Stored data entries
⁂

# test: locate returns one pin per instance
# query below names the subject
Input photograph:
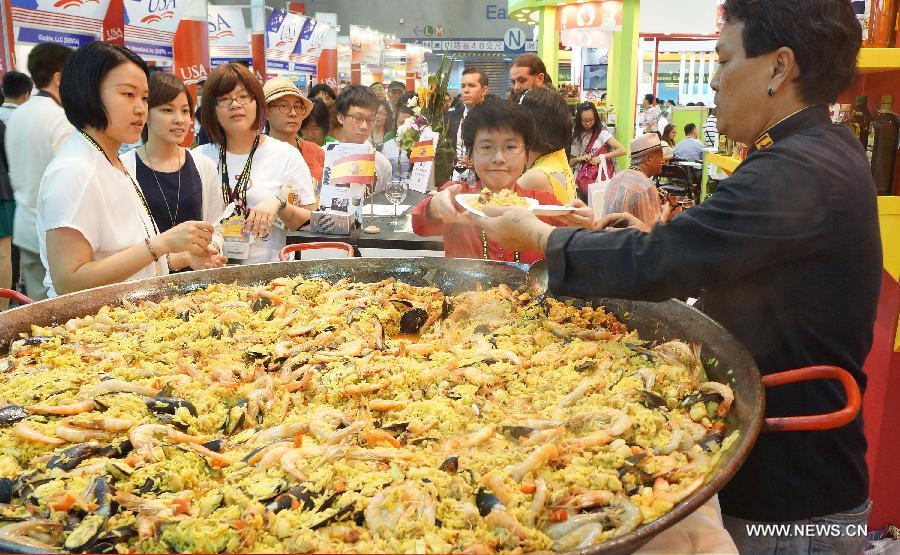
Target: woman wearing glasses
(498, 136)
(592, 144)
(252, 167)
(287, 109)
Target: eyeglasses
(286, 108)
(509, 150)
(359, 120)
(227, 101)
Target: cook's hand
(208, 259)
(191, 236)
(614, 221)
(260, 219)
(582, 216)
(443, 206)
(514, 227)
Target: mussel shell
(70, 457)
(261, 303)
(6, 487)
(37, 340)
(485, 501)
(10, 414)
(85, 533)
(168, 405)
(451, 464)
(413, 320)
(235, 418)
(710, 439)
(347, 512)
(517, 432)
(650, 400)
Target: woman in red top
(286, 108)
(498, 136)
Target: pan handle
(827, 421)
(15, 296)
(317, 245)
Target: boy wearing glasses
(497, 137)
(356, 108)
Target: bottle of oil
(883, 142)
(862, 118)
(882, 32)
(846, 118)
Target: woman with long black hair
(95, 226)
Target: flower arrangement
(428, 110)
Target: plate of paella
(475, 202)
(307, 416)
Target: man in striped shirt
(632, 190)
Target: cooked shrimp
(107, 424)
(361, 389)
(271, 455)
(401, 503)
(24, 431)
(493, 480)
(480, 436)
(589, 499)
(118, 386)
(280, 431)
(40, 534)
(583, 443)
(385, 405)
(538, 502)
(720, 389)
(62, 410)
(535, 461)
(76, 435)
(142, 437)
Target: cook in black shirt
(786, 251)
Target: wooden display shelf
(726, 163)
(878, 59)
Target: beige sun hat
(279, 87)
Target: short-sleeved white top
(81, 190)
(273, 163)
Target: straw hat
(279, 87)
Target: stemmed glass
(395, 192)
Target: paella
(306, 416)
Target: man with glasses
(473, 89)
(356, 107)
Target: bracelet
(151, 249)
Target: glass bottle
(846, 118)
(882, 24)
(862, 118)
(882, 149)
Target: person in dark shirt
(787, 252)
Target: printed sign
(227, 32)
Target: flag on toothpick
(423, 151)
(355, 168)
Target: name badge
(236, 241)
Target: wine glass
(395, 192)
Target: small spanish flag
(356, 168)
(423, 151)
(764, 142)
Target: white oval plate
(466, 198)
(551, 210)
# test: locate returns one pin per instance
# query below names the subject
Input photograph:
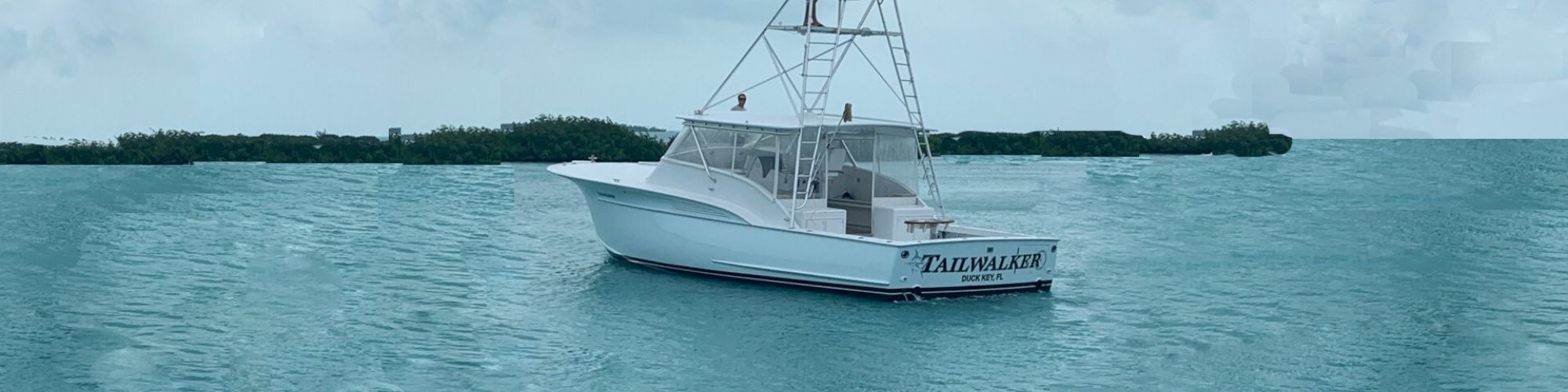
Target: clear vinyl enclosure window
(752, 156)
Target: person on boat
(811, 15)
(741, 104)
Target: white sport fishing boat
(811, 200)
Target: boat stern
(976, 267)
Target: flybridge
(808, 85)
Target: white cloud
(1315, 68)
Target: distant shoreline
(564, 139)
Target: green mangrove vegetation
(1236, 139)
(545, 139)
(562, 139)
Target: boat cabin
(821, 173)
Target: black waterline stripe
(848, 288)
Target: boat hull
(680, 234)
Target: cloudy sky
(1310, 68)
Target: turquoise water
(1341, 266)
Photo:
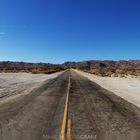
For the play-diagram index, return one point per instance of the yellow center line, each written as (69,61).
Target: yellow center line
(65,119)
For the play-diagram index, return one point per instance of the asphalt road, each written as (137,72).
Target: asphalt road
(94,112)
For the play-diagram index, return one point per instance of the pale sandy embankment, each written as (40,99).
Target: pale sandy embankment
(127,88)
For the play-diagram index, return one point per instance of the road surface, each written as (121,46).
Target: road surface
(94,112)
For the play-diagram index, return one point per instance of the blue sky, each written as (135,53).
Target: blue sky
(69,30)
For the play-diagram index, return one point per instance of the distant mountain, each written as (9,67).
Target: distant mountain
(92,66)
(122,64)
(8,66)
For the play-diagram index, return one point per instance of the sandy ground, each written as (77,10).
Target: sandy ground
(127,88)
(13,85)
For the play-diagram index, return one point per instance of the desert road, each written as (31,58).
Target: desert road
(68,107)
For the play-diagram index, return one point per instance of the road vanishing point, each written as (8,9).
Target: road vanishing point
(69,107)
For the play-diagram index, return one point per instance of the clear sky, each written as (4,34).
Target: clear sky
(69,30)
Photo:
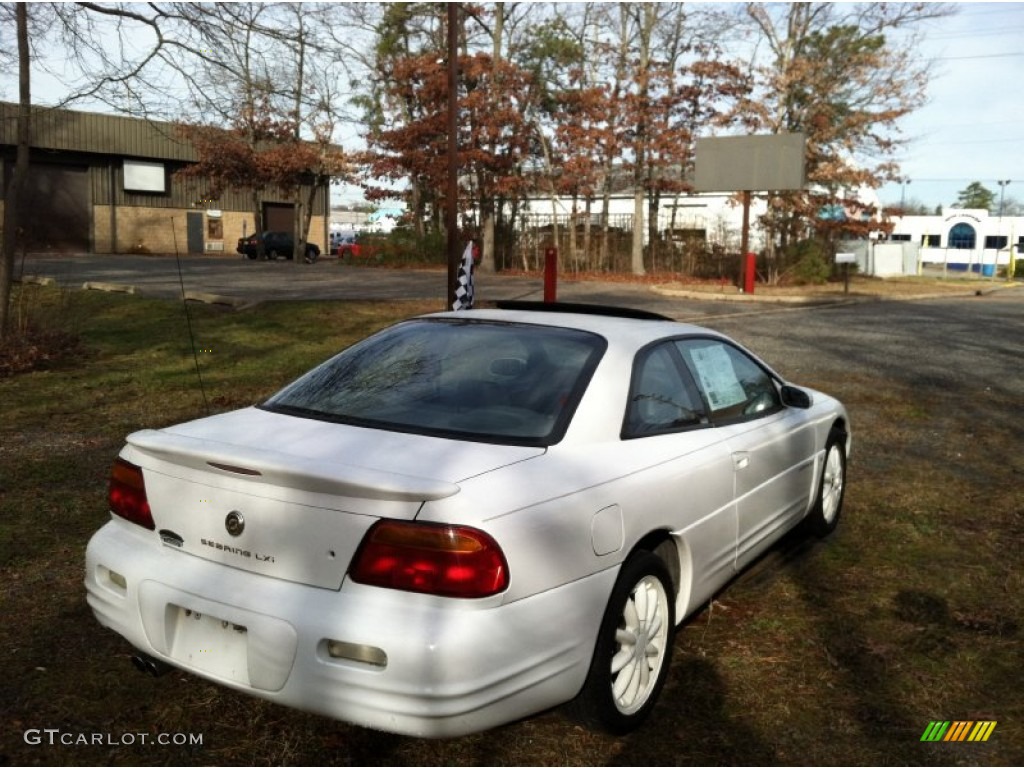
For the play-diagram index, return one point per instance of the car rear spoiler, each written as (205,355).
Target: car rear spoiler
(287,470)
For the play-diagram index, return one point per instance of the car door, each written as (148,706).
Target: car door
(771,445)
(689,480)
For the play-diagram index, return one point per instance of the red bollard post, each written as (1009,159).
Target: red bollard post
(550,274)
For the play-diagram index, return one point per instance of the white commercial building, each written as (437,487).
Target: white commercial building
(961,240)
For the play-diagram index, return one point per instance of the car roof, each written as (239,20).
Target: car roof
(626,328)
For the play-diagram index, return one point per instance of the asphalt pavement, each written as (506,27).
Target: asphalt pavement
(241,282)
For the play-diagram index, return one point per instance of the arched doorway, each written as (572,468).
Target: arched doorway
(963,237)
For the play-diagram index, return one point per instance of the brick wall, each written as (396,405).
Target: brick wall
(154,230)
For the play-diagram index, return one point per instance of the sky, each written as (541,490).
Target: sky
(970,129)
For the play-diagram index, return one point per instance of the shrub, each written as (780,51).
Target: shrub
(810,264)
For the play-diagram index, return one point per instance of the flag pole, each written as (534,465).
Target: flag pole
(452,203)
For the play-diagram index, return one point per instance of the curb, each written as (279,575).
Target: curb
(108,287)
(35,280)
(213,298)
(807,300)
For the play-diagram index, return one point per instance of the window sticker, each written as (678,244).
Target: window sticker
(718,377)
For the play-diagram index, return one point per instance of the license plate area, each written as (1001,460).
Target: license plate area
(210,644)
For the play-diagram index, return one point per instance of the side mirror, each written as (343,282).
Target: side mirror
(796,397)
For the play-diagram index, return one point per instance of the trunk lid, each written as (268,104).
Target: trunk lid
(292,498)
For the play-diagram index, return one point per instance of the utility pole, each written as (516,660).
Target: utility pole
(1003,188)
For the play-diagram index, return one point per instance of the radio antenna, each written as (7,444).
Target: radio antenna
(184,302)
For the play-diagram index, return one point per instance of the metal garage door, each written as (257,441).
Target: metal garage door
(57,209)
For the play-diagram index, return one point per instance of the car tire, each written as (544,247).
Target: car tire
(634,648)
(824,515)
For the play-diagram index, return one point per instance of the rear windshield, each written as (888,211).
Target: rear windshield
(493,382)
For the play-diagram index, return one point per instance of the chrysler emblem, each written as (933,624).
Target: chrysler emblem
(235,523)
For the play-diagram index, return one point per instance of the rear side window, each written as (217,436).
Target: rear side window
(663,397)
(732,384)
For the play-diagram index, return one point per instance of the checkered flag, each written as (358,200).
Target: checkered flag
(464,292)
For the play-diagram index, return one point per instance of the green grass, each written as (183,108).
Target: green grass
(836,652)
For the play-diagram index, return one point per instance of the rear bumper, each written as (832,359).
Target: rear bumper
(452,667)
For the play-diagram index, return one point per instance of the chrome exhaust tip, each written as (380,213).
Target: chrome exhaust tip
(148,665)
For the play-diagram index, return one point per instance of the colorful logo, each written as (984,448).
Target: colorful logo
(958,730)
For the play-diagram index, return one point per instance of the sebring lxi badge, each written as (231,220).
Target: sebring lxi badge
(235,522)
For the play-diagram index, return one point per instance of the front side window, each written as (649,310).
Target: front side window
(732,384)
(494,382)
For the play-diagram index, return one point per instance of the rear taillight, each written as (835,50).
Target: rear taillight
(445,560)
(127,494)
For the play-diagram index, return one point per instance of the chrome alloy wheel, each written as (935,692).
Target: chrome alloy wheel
(832,483)
(641,642)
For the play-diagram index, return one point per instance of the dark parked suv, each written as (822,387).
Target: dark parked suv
(275,245)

⁂

ABOUT THIS TASK
Please transcribe every record above exactly as written, leaving out the pictures.

ANSWER BOX
# test: locate returns one pin per instance
# query below names the subject
Input photograph:
Target: woman wearing glasses
(498, 136)
(592, 144)
(252, 167)
(287, 109)
Target: eyeglasses
(286, 108)
(509, 150)
(359, 120)
(227, 101)
Target: cook's hand
(208, 259)
(191, 236)
(614, 221)
(260, 219)
(582, 216)
(443, 206)
(514, 227)
Target: mussel shell
(70, 457)
(261, 303)
(6, 487)
(37, 340)
(485, 501)
(10, 414)
(85, 533)
(168, 405)
(451, 464)
(413, 320)
(235, 418)
(710, 439)
(347, 512)
(517, 432)
(650, 400)
Target: woman in red top
(286, 108)
(498, 136)
Target: pan handle
(827, 421)
(15, 296)
(317, 245)
Target: boy wearing glasses
(497, 137)
(356, 108)
Target: bottle of oil
(883, 142)
(862, 118)
(882, 32)
(846, 118)
Target: woman with long black hair
(95, 226)
Target: flower arrangement
(428, 110)
Target: plate of paella
(475, 202)
(307, 416)
Target: man in striped shirt
(632, 190)
Target: cooked shrimp
(107, 424)
(361, 389)
(271, 455)
(401, 503)
(24, 431)
(493, 480)
(480, 436)
(589, 499)
(118, 386)
(280, 431)
(40, 534)
(583, 443)
(385, 405)
(538, 502)
(720, 389)
(62, 410)
(535, 461)
(76, 435)
(142, 437)
Target: cook in black shirt
(786, 251)
Target: wooden display shelf
(726, 163)
(878, 59)
Target: beige sun hat
(279, 87)
Target: short-sleeved white top
(81, 190)
(273, 163)
Target: straw hat
(279, 87)
Target: stemmed glass
(395, 192)
Target: paella
(306, 416)
Target: man with glasses
(473, 89)
(356, 107)
Target: bracelet
(151, 249)
Target: glass bottle
(846, 118)
(882, 24)
(862, 118)
(882, 149)
Target: person in dark shirt
(787, 252)
Target: printed sign
(227, 32)
Target: flag on toothpick
(423, 151)
(355, 168)
Target: name badge
(236, 241)
Target: wine glass
(395, 192)
Target: small spanish flag
(356, 168)
(423, 151)
(764, 142)
Target: white oval plate
(466, 198)
(551, 210)
# test: locate returns one pin per instance
# query below names the subject
Input photograph:
Target: clear vinyl enclosure window
(752, 156)
Target: person on boat
(811, 15)
(741, 104)
Target: white sport fishing boat
(811, 200)
Target: boat stern
(976, 267)
Target: flybridge
(808, 85)
Target: white cloud
(1315, 68)
Target: distant shoreline
(564, 139)
Target: green mangrove vegetation
(1236, 139)
(545, 139)
(562, 139)
Target: boat cabin
(821, 173)
Target: black waterline stripe
(848, 288)
Target: boat hull
(680, 234)
Target: cloudy sky
(1310, 68)
Target: turquoise water
(1341, 266)
Photo:
For the play-diagram index, return one point per instance of the yellow center line, each written as (69,61).
Target: yellow center line
(65,119)
For the play-diagram index, return one point per instance of the asphalt road, each written as (137,72).
Target: asphalt road
(94,112)
For the play-diagram index, return one point per instance of the pale sandy embankment, each written as (40,99).
Target: pale sandy embankment
(127,88)
For the play-diagram index, return one point per instance of the road surface, each written as (121,46).
Target: road surface
(94,112)
For the play-diagram index, return one point per instance of the blue sky, each written as (135,53).
Target: blue sky
(69,30)
For the play-diagram index, return one point per instance of the distant mountain, each written as (9,67).
Target: distant mountain
(92,66)
(122,64)
(8,66)
For the play-diagram index, return one point per instance of the sandy ground, each written as (77,10).
Target: sandy ground
(127,88)
(13,85)
For the play-diagram index, return one point per instance of the desert road, each written as (31,58).
Target: desert road
(68,107)
For the play-diagram index, return one point per instance of the road vanishing point, each written as (8,9).
Target: road vanishing point
(69,107)
For the play-diagram index, return one point per instance of the clear sky, each written as (4,34).
Target: clear sky
(69,30)
Photo:
For the play-diagram index, return one point per instance of the car rear spoiler, each written as (205,355).
Target: car rear spoiler
(287,470)
For the play-diagram index, return one point per instance of the car door, each written as (148,706).
Target: car door
(771,445)
(689,480)
For the play-diagram index, return one point per instance of the red bollard post, each written as (1009,159).
Target: red bollard post
(550,274)
For the play-diagram index, return one point per instance of the white commercial building, each written as (437,487).
Target: white commercial building
(961,240)
For the play-diagram index, return one point per instance of the car roof, each written as (239,20).
Target: car roof
(626,328)
For the play-diagram index, return one point per instance of the asphalt pavement, each written as (506,27).
Target: asphalt pavement
(241,282)
For the play-diagram index, return one point per instance of the arched doorway, each written as (572,468).
Target: arched doorway
(963,237)
For the play-diagram index, return one point per instance of the brick wall, each written as (396,405).
Target: brick wall
(154,230)
For the play-diagram index, return one point per instance of the sky, each written as (541,490).
Target: sky
(970,129)
For the play-diagram index, return one point per instance of the shrub, each written as (780,51).
Target: shrub
(810,264)
For the play-diagram index, return one point per instance of the flag pole, each written as (534,465).
Target: flag pole
(452,203)
For the play-diagram index, return one point per instance of the curb, each written as (279,575).
Target: curb
(108,287)
(35,280)
(213,298)
(807,300)
For the play-diagram index, return one point per instance of the window sticker, each written as (678,244).
Target: window sticker
(718,377)
For the play-diagram index, return one point per instance of the license plate area, each written as (1001,460).
Target: license plate area
(210,644)
For the play-diagram index, return one point per instance of the side mirror, each written as (343,282).
Target: side mirror
(796,397)
For the play-diagram index, return one point per instance of the trunk lid, each written as (268,104).
Target: trunk lid
(292,498)
For the play-diagram index, return one point per instance of the utility pole, each written as (516,660).
Target: utility pole
(1003,188)
For the play-diagram index, return one point per instance of the radio antenna, each written as (7,444).
Target: radio antenna
(184,302)
For the play-diagram index, return one point per instance of the metal garage door, each written as (257,441).
Target: metal garage door
(57,209)
For the play-diagram index, return one point per instance of the car tire, each written as (544,247).
Target: car tire
(634,648)
(824,515)
For the play-diagram index, return one point per instance of the rear windshield, each written as (888,211).
Target: rear windshield
(493,382)
For the play-diagram index, return one point per instance of the chrysler emblem, each written as (933,624).
Target: chrysler emblem
(235,523)
For the play-diagram index, return one point per instance of the rear side window, each written as (217,436).
Target: rear side window
(663,397)
(732,384)
For the play-diagram index, return one point per instance of the checkered flag, each written as (358,200).
Target: checkered flag
(464,292)
For the play-diagram index, return one point per instance of the green grass, each written as (183,108).
Target: green grass
(836,652)
For the play-diagram index, return one point per instance of the rear bumper, each written as (832,359).
Target: rear bumper
(452,667)
For the play-diagram index, return one point per instance of the chrome exhaust tip, each written as (380,213).
Target: chrome exhaust tip
(148,665)
For the play-diagram index, return one point per instance of the colorful logo, each written as (984,448).
Target: colorful logo
(958,730)
For the play-diagram index, return one point per instance of the sebring lxi badge, each written as (231,220).
Target: sebring lxi badge
(235,522)
For the play-diagram index, return one point per instance of the front side window, each written as (649,310).
Target: front side window
(732,384)
(494,382)
For the play-diagram index, return one point per instance of the rear taillight, each written as (835,50).
Target: rear taillight
(445,560)
(127,494)
For the play-diagram index, return one point per instance of the chrome alloy wheel, each written as (935,692).
Target: chrome alloy wheel
(832,483)
(641,642)
For the play-diagram index, return one point per instance of the dark parked suv, each written as (822,387).
Target: dark parked suv
(275,245)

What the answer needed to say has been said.